── EXERCISE MATERIAL ──

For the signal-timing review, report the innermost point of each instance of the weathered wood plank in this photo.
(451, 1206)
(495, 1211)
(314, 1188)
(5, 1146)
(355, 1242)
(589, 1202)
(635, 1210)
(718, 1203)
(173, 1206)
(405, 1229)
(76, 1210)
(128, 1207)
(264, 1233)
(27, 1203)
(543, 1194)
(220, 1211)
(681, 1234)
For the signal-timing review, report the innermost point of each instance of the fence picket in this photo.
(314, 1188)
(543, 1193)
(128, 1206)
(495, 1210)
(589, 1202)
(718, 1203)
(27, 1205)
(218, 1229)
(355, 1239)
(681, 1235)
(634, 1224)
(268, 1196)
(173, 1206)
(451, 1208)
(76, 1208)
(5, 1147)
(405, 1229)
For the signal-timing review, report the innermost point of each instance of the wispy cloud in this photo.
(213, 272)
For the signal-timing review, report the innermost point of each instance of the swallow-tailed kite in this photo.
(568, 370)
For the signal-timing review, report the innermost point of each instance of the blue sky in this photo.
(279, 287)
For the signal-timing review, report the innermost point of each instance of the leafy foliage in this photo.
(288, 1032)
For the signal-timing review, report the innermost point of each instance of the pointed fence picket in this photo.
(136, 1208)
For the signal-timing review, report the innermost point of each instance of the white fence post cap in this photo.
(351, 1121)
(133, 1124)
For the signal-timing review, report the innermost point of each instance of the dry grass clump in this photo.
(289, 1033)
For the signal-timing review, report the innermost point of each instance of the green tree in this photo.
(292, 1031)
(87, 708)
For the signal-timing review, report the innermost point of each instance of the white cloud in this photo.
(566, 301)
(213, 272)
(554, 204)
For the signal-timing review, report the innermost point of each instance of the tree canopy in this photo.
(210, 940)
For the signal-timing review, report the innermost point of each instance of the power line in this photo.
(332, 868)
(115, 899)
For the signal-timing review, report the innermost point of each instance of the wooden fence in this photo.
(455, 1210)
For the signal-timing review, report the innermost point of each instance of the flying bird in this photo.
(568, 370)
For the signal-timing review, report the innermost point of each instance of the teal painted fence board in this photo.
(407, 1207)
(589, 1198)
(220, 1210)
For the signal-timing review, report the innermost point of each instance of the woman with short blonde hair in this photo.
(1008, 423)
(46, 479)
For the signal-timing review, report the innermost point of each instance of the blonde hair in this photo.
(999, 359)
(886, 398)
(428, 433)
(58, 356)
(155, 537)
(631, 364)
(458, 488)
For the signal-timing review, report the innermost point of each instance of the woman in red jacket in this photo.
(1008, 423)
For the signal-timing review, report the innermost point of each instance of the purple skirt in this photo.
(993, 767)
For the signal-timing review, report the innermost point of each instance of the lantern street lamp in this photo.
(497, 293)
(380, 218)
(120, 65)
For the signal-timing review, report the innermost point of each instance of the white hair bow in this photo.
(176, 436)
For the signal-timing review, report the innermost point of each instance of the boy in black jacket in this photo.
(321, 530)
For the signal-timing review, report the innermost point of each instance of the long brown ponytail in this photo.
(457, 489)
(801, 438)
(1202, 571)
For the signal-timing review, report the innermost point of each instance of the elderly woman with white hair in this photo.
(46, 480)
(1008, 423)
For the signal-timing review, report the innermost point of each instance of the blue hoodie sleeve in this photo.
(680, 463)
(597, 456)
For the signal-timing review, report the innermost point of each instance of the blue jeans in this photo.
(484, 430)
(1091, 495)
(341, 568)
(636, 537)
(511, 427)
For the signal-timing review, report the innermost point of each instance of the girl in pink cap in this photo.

───

**WRITTEN INSTRUCTION:** Only the lines from the one containing "black jacket in this photo." to the end of the data should be printed, exactly as they stand.

**FINAL ANSWER:**
For the signal-timing review, report the innermost point of each instance of the boy in black jacket in this photo.
(321, 530)
For the signal-timing review, report the innermost point of each instance of the long brown ponytail in this photo.
(457, 489)
(801, 438)
(1202, 571)
For the signal-timing review, report the innermost point of each instance of the elderly woman with white hair in this photo.
(46, 480)
(1008, 423)
For the signal-timing review, report the innermost point of each instance of the blue hoodie sleeve in this photo.
(680, 463)
(597, 456)
For the signal-timing review, report the innermost point of each instance of the blue jeans in this photo.
(484, 430)
(1091, 495)
(341, 568)
(636, 537)
(511, 427)
For the signal-timing review, report the innermost point of each instance of the girl in pink cap in this photo.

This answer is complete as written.